■ Aim of the task: Locate each line in the entries below that contains the string "gray", and copy those lines. Treat uppercase and lowercase as different.

Records of labeled points
/---

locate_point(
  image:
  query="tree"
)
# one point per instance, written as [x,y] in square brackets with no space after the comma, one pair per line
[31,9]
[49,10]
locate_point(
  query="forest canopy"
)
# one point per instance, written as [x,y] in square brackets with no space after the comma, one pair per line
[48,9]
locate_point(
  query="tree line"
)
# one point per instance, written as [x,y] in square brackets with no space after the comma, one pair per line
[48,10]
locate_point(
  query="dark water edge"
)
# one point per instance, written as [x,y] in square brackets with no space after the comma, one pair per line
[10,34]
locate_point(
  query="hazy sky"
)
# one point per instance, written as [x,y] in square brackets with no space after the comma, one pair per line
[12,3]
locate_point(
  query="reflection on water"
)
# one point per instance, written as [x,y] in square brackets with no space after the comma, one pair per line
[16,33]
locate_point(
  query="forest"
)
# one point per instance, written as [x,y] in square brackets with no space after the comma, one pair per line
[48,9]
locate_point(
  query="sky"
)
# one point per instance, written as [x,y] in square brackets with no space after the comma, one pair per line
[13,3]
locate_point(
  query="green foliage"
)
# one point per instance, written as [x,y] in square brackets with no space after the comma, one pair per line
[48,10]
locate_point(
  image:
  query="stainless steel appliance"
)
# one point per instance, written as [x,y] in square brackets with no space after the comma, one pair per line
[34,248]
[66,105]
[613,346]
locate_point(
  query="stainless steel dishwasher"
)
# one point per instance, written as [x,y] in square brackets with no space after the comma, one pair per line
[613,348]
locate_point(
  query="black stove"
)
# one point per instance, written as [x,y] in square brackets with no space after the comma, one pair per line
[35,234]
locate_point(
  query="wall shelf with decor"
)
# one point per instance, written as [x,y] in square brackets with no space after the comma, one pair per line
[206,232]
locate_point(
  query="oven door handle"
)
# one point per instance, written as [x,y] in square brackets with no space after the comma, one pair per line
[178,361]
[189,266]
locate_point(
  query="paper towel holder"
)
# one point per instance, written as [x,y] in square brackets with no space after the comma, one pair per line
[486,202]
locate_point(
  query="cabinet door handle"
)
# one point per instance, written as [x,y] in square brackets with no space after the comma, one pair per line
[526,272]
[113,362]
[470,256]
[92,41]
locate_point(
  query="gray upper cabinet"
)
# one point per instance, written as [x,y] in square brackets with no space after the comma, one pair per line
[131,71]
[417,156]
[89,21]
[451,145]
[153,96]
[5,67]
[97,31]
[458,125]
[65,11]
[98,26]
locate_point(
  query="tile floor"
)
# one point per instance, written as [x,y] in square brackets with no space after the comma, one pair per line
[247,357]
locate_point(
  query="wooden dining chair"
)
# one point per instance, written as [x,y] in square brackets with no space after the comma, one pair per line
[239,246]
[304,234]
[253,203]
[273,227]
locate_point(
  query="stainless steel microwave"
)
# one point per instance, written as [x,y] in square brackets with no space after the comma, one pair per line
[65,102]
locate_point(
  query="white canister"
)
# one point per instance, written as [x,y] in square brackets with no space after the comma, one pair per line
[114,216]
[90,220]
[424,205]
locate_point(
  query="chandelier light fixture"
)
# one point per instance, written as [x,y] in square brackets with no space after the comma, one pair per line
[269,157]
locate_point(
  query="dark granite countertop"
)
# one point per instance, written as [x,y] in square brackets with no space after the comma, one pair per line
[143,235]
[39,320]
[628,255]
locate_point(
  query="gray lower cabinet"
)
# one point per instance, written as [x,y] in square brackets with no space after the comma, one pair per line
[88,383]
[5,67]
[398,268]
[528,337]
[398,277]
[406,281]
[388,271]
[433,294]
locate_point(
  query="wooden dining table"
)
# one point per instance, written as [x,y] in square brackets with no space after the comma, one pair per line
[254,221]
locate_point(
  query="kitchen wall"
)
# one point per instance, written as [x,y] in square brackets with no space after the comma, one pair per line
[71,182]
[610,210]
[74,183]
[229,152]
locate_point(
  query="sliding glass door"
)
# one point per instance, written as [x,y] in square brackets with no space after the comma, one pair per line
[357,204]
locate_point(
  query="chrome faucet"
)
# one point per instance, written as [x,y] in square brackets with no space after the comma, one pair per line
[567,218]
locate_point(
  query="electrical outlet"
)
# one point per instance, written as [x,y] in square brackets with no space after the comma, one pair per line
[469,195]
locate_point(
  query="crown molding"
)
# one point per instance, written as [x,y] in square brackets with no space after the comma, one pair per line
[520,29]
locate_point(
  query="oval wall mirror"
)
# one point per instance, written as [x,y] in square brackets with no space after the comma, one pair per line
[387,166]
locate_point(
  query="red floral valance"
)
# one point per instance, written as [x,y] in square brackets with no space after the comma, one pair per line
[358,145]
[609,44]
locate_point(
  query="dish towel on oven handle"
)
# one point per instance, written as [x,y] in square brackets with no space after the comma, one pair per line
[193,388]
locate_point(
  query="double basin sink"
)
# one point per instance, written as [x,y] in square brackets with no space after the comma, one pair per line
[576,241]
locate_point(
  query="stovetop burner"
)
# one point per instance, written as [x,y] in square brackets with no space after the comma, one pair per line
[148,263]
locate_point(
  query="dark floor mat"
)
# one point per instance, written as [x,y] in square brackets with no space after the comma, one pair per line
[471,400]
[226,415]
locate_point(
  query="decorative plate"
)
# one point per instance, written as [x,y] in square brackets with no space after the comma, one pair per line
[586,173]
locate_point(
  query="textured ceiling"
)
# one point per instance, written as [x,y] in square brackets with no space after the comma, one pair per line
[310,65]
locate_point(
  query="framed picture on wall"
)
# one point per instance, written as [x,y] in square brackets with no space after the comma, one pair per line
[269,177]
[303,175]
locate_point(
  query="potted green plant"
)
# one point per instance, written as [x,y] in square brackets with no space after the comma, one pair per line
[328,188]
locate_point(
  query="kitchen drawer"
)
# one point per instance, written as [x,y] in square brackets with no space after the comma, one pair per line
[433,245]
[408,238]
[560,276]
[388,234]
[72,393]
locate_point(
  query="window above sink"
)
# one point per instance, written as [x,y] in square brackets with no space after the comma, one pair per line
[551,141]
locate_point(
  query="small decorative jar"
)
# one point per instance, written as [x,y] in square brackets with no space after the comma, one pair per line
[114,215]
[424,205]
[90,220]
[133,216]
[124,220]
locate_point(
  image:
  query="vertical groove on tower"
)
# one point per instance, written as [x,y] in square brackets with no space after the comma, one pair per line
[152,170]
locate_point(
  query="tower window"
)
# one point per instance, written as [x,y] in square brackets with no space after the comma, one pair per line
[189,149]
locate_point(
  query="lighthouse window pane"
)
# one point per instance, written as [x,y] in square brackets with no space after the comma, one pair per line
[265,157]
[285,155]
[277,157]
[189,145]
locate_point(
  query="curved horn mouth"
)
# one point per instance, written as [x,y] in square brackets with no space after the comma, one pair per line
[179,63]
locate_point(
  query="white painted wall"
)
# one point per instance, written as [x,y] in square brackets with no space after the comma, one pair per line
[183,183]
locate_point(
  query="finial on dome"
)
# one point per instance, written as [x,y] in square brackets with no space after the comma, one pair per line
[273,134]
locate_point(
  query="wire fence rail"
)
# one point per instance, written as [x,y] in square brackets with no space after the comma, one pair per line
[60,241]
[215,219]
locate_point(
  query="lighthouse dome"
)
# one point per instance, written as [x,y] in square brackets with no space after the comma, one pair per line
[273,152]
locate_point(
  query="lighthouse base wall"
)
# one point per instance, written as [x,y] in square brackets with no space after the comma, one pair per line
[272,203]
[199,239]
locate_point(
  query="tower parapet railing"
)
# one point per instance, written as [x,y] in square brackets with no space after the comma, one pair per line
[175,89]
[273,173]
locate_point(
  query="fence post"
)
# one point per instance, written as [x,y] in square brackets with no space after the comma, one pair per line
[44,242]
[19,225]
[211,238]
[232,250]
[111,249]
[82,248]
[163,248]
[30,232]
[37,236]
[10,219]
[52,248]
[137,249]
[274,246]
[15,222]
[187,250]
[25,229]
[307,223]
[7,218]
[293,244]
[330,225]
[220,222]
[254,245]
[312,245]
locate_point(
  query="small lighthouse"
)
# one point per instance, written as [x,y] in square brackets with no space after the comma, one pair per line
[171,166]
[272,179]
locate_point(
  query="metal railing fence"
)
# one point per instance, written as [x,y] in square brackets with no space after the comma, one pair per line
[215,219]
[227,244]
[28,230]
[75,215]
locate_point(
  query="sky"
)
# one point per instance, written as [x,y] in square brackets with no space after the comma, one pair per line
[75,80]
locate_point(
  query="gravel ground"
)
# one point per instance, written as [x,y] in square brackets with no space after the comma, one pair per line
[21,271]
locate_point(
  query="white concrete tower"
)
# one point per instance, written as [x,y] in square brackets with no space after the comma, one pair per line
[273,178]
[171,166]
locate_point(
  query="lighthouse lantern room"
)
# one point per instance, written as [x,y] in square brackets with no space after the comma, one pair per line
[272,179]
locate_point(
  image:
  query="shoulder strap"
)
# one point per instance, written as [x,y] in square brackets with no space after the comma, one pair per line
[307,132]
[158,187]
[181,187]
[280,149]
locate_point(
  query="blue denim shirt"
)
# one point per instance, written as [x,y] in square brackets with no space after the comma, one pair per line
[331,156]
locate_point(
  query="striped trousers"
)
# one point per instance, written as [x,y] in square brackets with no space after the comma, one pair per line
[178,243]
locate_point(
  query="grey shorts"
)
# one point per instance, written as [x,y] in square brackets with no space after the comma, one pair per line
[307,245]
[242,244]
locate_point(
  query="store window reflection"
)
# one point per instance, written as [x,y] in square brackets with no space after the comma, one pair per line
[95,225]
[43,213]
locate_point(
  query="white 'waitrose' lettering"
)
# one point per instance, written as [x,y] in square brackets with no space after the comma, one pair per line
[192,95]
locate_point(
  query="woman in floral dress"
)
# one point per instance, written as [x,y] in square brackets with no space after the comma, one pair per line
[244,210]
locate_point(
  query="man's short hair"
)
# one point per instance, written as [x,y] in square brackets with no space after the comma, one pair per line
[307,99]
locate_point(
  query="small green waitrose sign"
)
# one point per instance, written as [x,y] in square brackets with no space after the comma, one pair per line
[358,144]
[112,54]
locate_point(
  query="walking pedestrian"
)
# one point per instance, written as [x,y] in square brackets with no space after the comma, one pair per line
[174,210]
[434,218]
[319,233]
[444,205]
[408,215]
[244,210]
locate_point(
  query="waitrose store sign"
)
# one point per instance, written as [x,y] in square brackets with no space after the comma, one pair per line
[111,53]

\---

■ Result of the exercise:
  query="gray upper cabinet"
  query="gray lower cabinet"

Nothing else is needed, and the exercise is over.